Goal of the exercise:
Copy every line in the records below that contains the word "Target".

Given data:
━━━━━━━━━━━━━━━━

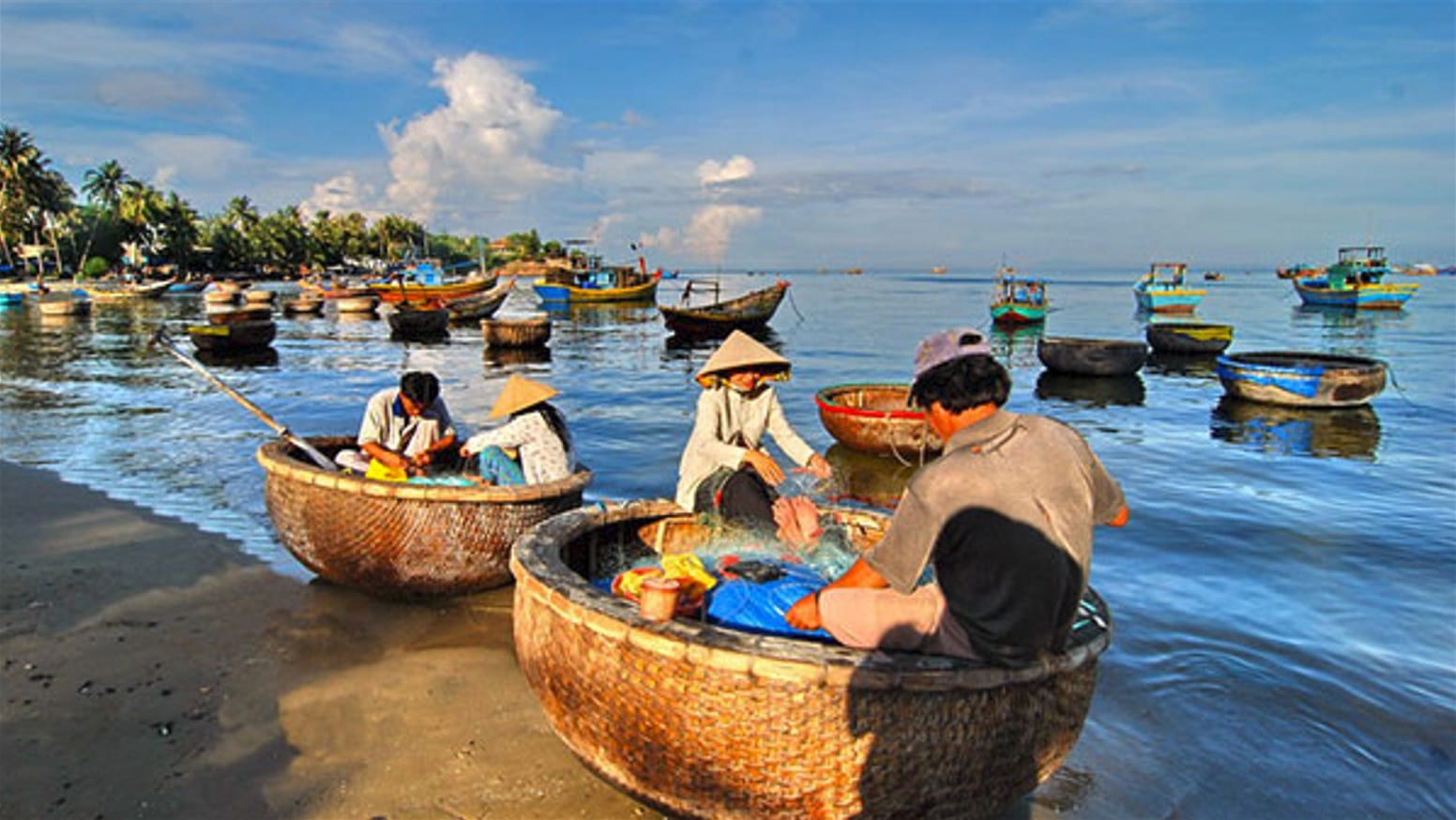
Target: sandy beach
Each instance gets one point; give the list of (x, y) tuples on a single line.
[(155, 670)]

━━━━━━━━━━━━━━━━

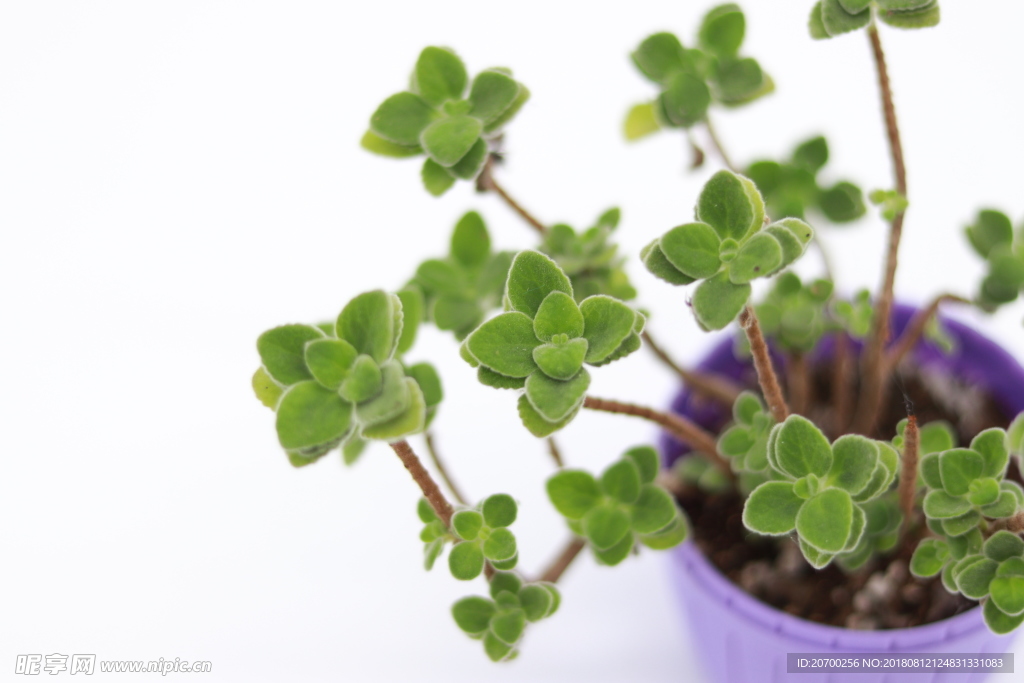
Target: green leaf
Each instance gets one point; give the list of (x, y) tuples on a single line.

━━━━━━━━━━━━━━━━

Output below:
Target: sandy beach
Target: green leaf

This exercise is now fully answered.